── TEXTE FOURNI ──

Le journal sportif “Podium” dans sa parution du mercredi 9 juillet 1988 titrait ainsi : “Petit grand gardien” pour annoncer la qualification des Aiglons pour les quarts de finale de la Can de leur catégorie. Ils venaient d’éliminer le Maroc (2-1) après une courte victoire d’un but à zéro à Bamako. C’est surtout les commentaires du journal sur la grande classe du portier Bouba Diabaté qui ont donné plus d’éclat et d’enthousiasme à l’exploit des juniors maliens. Ce gardien est notre héros de la semaine dans “Que sont-ils devenus ?” A ses débuts, il était un attaquant très rapide et vivace devant les buts. Par un seul fait du hasard, il finira sa carrière au poste de gardien de but de haut niveau. Et pour cause ! Il fut gardien de but des Aiglons qui ont joué la finale de la Can de leur catégorie et la phase finale de la coupe du monde jouée en Arabie saoudite en 1989. Sociétaire du Djoliba, petit de taille, mais avec ses grandes qualités (la vigilance, l’intelligence, l’anticipation), il a émerveillé le public sportif malien, tant à Bamako qu’à l’extérieur durant la Can. Feu Demba Coulibaly avait la passion de cette génération de juniors composée de Kassim Touré, Amadou Bass, Sory Ibrahim Touré, Alassane Diallo dit Tom Foot, Oumar Guindo, Boubacar Barry, etc. Il a forcé l’admiration des Maliens pour ces jeunes. En rencontrant Bouba Diabaté, nous avons su que l’Etat n’a rien fait de conséquent pour ces jeunes. Quels étaient leurs traitements? Quelle a été la récompense après la Can et la Coupe du monde ? Les non-dits de ce fameux match contre le Brésil ? Sa retraite footballistique anticipée ? Bouba Diabaté refait l’histoire, dans l’interview qu’il nous a accordée.
Après le FC Santos et le Benso FC du Badialan III, Bouba Diabaté a fait ses grands débuts au centre de formation du Stade malien de Bamako. Son départ pour l’antre rouge découle d’une leçon de morale de son oncle, djolibiste et ancien chauffeur du lieutenant-colonel Tiécoro Bagayoko (ancien membre du CMLN, tout-puissant directeur général des services de sécurité, et ardent supporter du Djoliba AC). L’oncle dit à son neveu qu’il est incompréhensible que celui-ci joue au Stade. Il lui conseille de transférer immédiatement dans l’équipe de cœur de son père. Voilà comment Bouba Diabaté rejoint les cadets du Djoliba, entraînés par feu Aly Koïta alias Faye. Au bout d’un an, il est admis dans la catégorie des juniors, en compagnie des Kassim Touré, Amadou Bass, Mamoutou Tolo, Alassane Diallo dit Tom Foot. De temps à autre, l’entraîneur Karounga Kéïta dit Kéké les utilise pour compléter l’effectif des seniors.
Mais Faye insiste sur le cas de son jeune gardien, dont les qualités séduisent l’encadrement technique. Mais Bouba Diabaté a sur son chemin Karamoko Diané, Maciré Diop et Mamadou Diarra dit Zami. Son cas est trop compliqué. Il se dit qu’à son âge il doit s’armer de patience et de courage. La grande considération de Kéké à son égard lui sert beaucoup.

───

OBJECTIF DE LA TÂCHE: Renvoyez à l'identique le passage de l'article sur Bouba Diabaté qui débute par les mots contenant « Mais Faye insiste » et s'achève sur « lui sert beaucoup. ».

── DONNÉES RÉPERTORIÉES ──

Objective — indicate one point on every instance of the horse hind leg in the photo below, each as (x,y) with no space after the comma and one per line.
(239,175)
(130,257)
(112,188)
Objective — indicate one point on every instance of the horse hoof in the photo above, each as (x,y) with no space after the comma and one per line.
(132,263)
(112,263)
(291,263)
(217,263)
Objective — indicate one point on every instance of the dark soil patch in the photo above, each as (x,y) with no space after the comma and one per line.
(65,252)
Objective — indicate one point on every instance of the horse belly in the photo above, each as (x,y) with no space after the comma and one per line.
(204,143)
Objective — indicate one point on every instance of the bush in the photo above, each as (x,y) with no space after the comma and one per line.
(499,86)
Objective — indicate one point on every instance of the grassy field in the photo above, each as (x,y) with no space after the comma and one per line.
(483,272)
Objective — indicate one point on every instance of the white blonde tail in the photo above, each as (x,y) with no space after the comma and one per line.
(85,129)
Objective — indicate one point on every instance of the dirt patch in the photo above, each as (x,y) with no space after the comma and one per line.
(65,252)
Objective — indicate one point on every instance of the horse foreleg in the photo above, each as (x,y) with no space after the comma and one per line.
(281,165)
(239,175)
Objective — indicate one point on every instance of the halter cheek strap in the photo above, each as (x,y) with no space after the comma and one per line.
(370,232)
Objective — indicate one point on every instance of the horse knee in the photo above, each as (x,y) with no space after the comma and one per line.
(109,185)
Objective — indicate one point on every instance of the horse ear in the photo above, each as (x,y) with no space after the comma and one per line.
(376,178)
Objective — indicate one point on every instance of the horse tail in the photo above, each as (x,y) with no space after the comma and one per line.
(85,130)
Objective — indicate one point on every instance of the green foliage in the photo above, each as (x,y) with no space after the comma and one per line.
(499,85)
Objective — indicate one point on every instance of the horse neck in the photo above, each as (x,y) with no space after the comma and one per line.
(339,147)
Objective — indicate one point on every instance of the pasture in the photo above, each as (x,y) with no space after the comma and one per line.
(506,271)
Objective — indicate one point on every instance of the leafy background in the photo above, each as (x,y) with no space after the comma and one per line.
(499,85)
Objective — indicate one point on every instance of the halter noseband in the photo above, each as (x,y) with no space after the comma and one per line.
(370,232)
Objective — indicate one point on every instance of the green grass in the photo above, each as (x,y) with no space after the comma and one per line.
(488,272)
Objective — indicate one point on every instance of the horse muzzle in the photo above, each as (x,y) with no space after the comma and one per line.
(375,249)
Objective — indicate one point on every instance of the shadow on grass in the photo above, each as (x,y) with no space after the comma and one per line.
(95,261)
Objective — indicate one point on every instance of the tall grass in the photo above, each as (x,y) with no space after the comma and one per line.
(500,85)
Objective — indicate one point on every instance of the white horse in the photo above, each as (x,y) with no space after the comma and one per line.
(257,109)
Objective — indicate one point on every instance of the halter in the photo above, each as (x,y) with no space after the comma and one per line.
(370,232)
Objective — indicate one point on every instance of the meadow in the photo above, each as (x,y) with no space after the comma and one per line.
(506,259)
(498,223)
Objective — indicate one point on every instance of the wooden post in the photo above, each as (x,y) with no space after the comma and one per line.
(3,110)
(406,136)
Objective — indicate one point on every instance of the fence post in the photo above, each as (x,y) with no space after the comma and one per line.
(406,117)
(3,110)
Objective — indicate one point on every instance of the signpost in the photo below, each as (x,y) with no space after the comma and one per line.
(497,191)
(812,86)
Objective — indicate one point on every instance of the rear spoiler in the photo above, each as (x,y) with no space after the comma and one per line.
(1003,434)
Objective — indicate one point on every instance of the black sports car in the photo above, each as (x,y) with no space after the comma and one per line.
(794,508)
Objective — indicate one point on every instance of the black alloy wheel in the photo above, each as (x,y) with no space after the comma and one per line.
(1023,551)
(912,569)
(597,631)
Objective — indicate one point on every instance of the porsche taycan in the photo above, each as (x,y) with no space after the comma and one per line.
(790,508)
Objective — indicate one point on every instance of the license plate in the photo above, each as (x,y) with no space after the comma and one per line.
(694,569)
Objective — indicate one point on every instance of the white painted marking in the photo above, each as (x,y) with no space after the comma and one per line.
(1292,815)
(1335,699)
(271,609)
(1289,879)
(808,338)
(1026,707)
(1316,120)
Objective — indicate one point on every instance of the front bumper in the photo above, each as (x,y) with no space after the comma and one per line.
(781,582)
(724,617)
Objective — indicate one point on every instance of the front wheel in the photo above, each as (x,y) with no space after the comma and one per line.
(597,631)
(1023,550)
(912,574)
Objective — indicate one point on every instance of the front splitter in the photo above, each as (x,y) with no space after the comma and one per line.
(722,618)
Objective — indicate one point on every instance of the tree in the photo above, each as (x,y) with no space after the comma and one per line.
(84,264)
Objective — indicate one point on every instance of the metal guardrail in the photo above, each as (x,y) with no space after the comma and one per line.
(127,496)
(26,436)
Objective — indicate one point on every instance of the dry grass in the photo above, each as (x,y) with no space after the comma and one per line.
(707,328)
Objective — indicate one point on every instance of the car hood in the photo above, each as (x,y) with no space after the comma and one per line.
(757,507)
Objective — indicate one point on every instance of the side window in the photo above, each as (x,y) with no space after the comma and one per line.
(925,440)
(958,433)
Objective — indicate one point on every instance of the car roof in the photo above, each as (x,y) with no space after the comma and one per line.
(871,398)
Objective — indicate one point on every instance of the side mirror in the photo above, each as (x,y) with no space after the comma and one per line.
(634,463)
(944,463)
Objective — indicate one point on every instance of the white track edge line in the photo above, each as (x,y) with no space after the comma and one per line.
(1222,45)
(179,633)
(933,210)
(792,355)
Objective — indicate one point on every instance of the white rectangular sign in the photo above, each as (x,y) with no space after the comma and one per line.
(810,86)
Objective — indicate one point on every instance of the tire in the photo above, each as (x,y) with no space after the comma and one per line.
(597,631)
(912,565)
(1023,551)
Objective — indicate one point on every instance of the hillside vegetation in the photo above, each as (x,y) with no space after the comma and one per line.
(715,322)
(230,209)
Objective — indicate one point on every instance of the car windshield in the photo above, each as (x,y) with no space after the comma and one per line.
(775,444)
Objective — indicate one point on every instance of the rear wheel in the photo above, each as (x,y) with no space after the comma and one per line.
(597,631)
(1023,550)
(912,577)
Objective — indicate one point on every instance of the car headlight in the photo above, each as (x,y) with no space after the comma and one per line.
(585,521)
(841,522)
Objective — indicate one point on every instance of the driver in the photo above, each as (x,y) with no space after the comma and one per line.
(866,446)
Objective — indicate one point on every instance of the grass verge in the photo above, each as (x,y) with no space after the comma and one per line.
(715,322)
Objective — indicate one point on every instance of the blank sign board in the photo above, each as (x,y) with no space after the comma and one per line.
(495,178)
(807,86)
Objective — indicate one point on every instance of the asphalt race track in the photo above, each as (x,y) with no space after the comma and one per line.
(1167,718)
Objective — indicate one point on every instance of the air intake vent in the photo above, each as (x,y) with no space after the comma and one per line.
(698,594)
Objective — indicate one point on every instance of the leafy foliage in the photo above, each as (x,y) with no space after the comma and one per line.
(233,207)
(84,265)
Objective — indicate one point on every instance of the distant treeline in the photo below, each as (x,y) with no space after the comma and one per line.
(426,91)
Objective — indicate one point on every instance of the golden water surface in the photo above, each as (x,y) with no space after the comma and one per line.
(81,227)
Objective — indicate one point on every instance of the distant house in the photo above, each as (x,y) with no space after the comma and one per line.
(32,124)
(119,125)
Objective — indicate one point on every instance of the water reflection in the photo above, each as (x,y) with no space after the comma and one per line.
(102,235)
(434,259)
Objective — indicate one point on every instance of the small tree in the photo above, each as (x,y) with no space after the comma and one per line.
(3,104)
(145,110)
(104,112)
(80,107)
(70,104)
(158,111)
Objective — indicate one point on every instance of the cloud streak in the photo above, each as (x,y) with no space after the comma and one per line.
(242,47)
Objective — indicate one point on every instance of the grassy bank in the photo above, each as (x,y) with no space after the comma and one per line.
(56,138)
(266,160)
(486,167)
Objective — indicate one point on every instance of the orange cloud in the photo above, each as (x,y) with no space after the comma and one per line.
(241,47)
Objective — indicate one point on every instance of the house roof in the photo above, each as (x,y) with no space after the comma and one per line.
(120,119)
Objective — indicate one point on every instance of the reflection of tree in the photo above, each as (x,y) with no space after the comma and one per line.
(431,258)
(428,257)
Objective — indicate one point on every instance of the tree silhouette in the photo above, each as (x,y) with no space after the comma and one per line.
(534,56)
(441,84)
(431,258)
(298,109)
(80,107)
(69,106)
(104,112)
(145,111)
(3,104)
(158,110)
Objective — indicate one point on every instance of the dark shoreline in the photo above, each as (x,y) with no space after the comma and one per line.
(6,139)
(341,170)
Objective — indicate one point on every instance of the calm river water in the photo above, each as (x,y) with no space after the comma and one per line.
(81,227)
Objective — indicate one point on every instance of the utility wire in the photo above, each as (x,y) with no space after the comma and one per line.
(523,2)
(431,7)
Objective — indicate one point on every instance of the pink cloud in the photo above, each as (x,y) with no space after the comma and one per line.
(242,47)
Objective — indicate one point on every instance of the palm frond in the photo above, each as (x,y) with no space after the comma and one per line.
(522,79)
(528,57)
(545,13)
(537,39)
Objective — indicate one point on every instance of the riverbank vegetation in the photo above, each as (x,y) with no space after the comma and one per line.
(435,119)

───

SOLUTION DU PROBLÈME:
Mais Faye insiste sur le cas de son jeune gardien, dont les qualités séduisent l’encadrement technique. Mais Bouba Diabaté a sur son chemin Karamoko Diané, Maciré Diop et Mamadou Diarra dit Zami. Son cas est trop compliqué. Il se dit qu’à son âge il doit s’armer de patience et de courage. La grande considération de Kéké à son égard lui sert beaucoup.